From the line that contains "Target: dark brown hair" to the end of the records below, copy every line exactly. Both the first and last of these lines count.

### Data to use
----------------

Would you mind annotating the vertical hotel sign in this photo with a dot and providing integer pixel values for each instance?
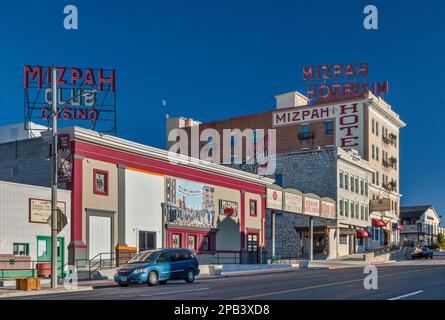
(274, 199)
(83, 95)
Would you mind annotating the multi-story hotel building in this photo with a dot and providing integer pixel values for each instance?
(364, 122)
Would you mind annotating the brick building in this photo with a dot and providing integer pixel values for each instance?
(364, 122)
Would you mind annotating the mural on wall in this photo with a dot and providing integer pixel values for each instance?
(190, 203)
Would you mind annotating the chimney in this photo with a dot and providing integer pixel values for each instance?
(291, 99)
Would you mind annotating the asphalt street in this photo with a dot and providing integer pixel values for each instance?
(404, 281)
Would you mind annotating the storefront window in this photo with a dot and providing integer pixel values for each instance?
(192, 242)
(100, 182)
(253, 208)
(176, 240)
(21, 249)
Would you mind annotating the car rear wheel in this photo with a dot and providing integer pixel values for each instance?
(190, 276)
(153, 278)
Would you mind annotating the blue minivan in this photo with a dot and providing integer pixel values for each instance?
(158, 266)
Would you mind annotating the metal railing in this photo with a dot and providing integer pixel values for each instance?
(31, 269)
(236, 257)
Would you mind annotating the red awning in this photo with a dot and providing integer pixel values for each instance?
(378, 223)
(362, 234)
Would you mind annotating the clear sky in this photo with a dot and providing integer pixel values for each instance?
(214, 59)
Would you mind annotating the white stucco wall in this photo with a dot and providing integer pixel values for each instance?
(14, 217)
(144, 194)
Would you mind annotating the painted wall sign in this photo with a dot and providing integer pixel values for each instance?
(82, 94)
(328, 210)
(40, 210)
(293, 202)
(348, 121)
(190, 203)
(340, 80)
(274, 199)
(380, 205)
(229, 208)
(311, 207)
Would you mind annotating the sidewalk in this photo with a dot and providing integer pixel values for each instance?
(10, 292)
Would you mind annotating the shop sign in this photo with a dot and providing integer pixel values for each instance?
(82, 94)
(274, 199)
(380, 204)
(64, 159)
(293, 202)
(190, 203)
(328, 210)
(347, 231)
(40, 210)
(312, 207)
(228, 208)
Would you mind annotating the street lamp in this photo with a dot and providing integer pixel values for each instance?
(419, 227)
(54, 116)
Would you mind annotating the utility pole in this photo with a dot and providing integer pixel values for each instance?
(54, 182)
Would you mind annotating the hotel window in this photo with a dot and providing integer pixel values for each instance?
(205, 244)
(176, 240)
(341, 179)
(329, 128)
(100, 182)
(192, 242)
(20, 249)
(356, 185)
(253, 208)
(305, 131)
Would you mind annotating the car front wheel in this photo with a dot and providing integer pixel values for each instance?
(190, 276)
(152, 278)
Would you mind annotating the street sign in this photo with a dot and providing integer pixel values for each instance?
(62, 220)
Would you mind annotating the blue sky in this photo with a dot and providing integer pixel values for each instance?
(214, 59)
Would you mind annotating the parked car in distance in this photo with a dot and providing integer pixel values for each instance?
(425, 252)
(158, 266)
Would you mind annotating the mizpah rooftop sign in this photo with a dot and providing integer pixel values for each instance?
(340, 80)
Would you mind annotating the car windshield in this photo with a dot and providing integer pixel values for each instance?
(143, 257)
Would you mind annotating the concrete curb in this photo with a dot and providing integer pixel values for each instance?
(17, 293)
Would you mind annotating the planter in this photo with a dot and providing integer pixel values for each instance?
(28, 284)
(43, 269)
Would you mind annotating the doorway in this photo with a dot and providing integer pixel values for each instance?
(44, 251)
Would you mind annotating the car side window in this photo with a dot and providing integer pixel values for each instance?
(164, 257)
(176, 256)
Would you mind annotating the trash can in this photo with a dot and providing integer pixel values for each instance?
(43, 269)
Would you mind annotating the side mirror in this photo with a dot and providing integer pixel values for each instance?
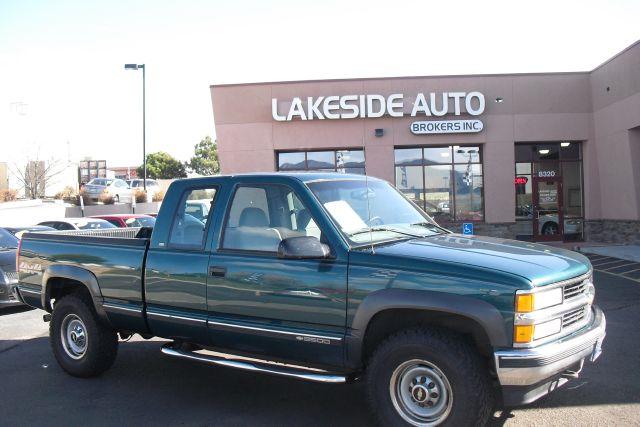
(303, 247)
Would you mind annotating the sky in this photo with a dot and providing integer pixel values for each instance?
(64, 92)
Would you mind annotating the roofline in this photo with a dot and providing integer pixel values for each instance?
(439, 76)
(631, 46)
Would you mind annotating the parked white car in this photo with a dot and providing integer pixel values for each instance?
(117, 188)
(152, 186)
(78, 224)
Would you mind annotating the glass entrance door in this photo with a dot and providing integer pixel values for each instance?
(548, 216)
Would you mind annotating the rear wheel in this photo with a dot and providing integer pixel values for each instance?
(81, 343)
(426, 378)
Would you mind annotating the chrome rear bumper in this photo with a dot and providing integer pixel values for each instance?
(525, 367)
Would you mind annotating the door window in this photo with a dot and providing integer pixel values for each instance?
(188, 230)
(262, 216)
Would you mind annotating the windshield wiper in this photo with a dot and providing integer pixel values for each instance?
(393, 230)
(431, 226)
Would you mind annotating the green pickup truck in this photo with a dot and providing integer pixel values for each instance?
(323, 277)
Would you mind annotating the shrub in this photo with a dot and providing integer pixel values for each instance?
(158, 196)
(107, 199)
(140, 195)
(8, 195)
(66, 194)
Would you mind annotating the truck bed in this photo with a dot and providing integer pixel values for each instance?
(115, 257)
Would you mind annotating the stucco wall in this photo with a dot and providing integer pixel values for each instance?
(535, 107)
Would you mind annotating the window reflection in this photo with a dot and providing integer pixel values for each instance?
(449, 186)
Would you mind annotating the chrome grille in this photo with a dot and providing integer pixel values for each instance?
(574, 290)
(572, 317)
(12, 276)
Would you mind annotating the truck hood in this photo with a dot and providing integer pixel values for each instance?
(540, 264)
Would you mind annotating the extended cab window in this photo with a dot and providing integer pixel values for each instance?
(190, 222)
(262, 216)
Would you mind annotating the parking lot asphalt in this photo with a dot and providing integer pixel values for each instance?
(145, 387)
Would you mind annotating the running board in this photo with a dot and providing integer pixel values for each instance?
(254, 365)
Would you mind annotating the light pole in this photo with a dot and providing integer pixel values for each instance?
(144, 148)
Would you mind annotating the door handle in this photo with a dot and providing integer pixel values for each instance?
(217, 271)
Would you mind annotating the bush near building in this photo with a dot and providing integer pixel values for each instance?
(107, 199)
(140, 195)
(8, 195)
(158, 196)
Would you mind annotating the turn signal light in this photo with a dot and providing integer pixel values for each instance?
(524, 303)
(523, 334)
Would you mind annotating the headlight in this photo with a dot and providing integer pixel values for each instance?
(526, 303)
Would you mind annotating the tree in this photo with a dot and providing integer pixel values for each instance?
(162, 165)
(37, 174)
(205, 158)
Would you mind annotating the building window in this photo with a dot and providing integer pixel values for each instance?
(549, 194)
(445, 181)
(343, 161)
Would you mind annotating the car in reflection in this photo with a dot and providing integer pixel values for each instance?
(128, 220)
(117, 188)
(549, 225)
(198, 209)
(78, 224)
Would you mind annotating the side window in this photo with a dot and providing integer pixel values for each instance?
(262, 216)
(188, 230)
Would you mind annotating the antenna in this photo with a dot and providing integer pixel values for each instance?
(366, 183)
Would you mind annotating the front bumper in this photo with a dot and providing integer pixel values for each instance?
(533, 372)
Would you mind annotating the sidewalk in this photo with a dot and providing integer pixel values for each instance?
(627, 252)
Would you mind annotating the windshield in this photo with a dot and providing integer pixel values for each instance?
(7, 240)
(375, 214)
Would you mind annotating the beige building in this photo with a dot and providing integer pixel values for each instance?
(4, 176)
(551, 156)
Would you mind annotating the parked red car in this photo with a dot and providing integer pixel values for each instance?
(128, 220)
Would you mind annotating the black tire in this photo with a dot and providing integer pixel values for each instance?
(101, 345)
(471, 398)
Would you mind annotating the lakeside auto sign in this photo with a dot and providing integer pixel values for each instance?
(373, 106)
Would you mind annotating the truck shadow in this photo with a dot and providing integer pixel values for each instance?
(145, 386)
(5, 311)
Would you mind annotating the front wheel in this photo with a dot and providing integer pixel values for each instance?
(81, 343)
(423, 377)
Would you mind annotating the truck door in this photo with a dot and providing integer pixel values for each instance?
(259, 303)
(176, 271)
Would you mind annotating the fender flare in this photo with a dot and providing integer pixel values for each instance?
(483, 313)
(72, 272)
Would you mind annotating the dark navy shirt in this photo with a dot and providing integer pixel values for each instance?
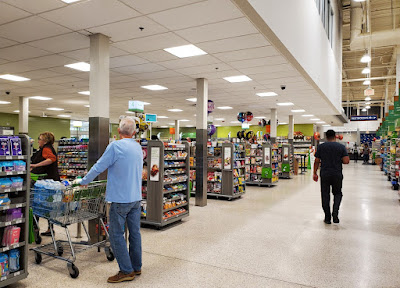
(331, 154)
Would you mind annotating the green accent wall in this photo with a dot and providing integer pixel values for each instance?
(59, 127)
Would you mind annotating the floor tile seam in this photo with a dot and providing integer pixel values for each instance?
(229, 269)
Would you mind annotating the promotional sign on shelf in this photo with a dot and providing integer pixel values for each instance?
(364, 118)
(136, 106)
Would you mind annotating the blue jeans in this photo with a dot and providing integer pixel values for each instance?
(121, 213)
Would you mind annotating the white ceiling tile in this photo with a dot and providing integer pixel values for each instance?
(126, 60)
(151, 43)
(244, 54)
(236, 43)
(197, 14)
(21, 52)
(10, 13)
(62, 43)
(36, 6)
(149, 67)
(90, 14)
(222, 30)
(129, 29)
(146, 7)
(190, 62)
(31, 28)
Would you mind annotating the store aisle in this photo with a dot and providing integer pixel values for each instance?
(273, 237)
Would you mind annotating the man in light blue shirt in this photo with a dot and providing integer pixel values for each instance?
(124, 161)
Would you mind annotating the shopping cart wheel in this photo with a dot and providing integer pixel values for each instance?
(38, 239)
(109, 254)
(38, 258)
(73, 270)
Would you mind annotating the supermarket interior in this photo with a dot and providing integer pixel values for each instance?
(231, 103)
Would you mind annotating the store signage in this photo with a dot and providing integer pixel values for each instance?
(151, 118)
(136, 106)
(364, 118)
(369, 92)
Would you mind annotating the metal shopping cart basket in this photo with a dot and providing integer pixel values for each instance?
(73, 205)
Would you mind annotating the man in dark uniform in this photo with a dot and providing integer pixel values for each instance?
(331, 156)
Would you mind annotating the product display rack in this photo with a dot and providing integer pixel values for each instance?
(72, 158)
(167, 197)
(19, 198)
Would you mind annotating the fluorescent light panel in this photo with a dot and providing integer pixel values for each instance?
(236, 79)
(42, 98)
(81, 66)
(13, 78)
(185, 51)
(55, 109)
(154, 87)
(266, 94)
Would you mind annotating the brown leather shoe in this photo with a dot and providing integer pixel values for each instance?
(121, 277)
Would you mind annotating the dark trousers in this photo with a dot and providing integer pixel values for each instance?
(326, 183)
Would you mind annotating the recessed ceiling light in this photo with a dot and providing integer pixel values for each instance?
(81, 66)
(185, 51)
(266, 94)
(55, 109)
(285, 104)
(236, 79)
(40, 98)
(154, 87)
(366, 70)
(366, 58)
(13, 78)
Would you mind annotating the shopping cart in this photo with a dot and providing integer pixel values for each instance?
(73, 205)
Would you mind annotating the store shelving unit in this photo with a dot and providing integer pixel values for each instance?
(167, 196)
(19, 199)
(72, 158)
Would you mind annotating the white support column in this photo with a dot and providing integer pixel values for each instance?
(274, 125)
(201, 142)
(23, 115)
(291, 127)
(177, 130)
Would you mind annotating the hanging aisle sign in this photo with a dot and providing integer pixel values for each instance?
(364, 118)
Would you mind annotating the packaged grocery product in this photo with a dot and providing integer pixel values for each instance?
(4, 271)
(13, 260)
(4, 146)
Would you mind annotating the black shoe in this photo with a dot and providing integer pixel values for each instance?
(47, 233)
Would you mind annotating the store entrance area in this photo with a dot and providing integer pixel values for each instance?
(273, 237)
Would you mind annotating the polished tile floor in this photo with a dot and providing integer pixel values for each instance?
(273, 237)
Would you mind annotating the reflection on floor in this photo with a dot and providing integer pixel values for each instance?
(272, 237)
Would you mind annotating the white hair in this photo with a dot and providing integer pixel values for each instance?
(127, 126)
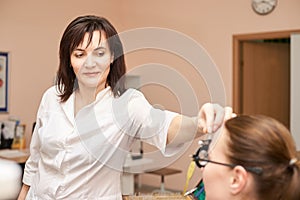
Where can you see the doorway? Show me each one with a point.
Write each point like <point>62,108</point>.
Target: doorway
<point>261,74</point>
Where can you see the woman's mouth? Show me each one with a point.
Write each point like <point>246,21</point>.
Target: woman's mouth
<point>91,74</point>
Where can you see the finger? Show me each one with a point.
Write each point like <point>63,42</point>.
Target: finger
<point>207,114</point>
<point>228,113</point>
<point>219,117</point>
<point>202,125</point>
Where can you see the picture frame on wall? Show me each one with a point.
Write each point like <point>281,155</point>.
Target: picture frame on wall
<point>3,81</point>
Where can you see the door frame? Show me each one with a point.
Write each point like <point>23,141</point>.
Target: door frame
<point>238,40</point>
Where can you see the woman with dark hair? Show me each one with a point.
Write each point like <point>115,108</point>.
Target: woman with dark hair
<point>87,122</point>
<point>253,158</point>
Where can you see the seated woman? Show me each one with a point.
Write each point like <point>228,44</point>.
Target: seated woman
<point>254,157</point>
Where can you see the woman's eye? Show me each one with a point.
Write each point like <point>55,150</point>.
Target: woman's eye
<point>78,55</point>
<point>100,53</point>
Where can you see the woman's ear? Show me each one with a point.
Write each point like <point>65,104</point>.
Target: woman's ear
<point>238,180</point>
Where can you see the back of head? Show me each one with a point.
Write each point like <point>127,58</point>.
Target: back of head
<point>260,141</point>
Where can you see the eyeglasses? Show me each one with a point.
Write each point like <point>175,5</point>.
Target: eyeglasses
<point>201,159</point>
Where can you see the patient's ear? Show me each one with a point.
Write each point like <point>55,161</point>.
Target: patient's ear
<point>238,180</point>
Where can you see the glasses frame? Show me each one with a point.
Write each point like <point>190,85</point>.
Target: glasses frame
<point>200,162</point>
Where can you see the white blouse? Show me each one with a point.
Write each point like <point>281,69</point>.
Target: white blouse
<point>82,156</point>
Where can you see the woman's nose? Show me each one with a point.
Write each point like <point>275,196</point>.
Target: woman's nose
<point>90,61</point>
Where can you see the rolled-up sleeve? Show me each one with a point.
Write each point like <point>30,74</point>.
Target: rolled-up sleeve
<point>31,165</point>
<point>151,124</point>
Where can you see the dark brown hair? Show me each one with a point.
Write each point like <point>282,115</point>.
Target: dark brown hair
<point>260,141</point>
<point>72,37</point>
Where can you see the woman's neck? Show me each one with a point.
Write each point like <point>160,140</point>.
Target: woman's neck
<point>84,97</point>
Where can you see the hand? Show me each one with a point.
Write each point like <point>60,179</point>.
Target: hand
<point>211,117</point>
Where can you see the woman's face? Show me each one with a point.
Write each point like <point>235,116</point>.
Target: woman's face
<point>217,177</point>
<point>91,62</point>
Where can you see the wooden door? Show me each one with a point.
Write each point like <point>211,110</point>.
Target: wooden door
<point>265,80</point>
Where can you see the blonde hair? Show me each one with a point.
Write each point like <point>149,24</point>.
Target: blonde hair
<point>261,141</point>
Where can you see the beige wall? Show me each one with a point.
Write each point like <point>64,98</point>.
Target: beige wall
<point>30,31</point>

----------------

### Final answer
Target: dark brown hair
<point>260,141</point>
<point>72,37</point>
Where can you see the woman's neck? Show me each one with a point.
Write each point like <point>160,140</point>.
Target: woman's neck
<point>84,97</point>
Where can you see the hand? Show me each one with a point.
Write each point like <point>60,179</point>.
Target: hand
<point>211,117</point>
Where can you see the woman's face? Show me each one with a point.
Write each point like <point>235,116</point>.
Target: woman's face
<point>217,177</point>
<point>91,62</point>
Where can you see the wooden door? Show me each one with a point.
Write each point like <point>211,110</point>.
Target: wooden door
<point>265,80</point>
Where can you see the blonde hair? Show me each one with a point.
Write each point like <point>149,24</point>.
Target: blonde hair
<point>261,141</point>
Where can you see the beige wall? Show me each one with a point.
Write each point like <point>64,98</point>.
Target: beige wall
<point>30,31</point>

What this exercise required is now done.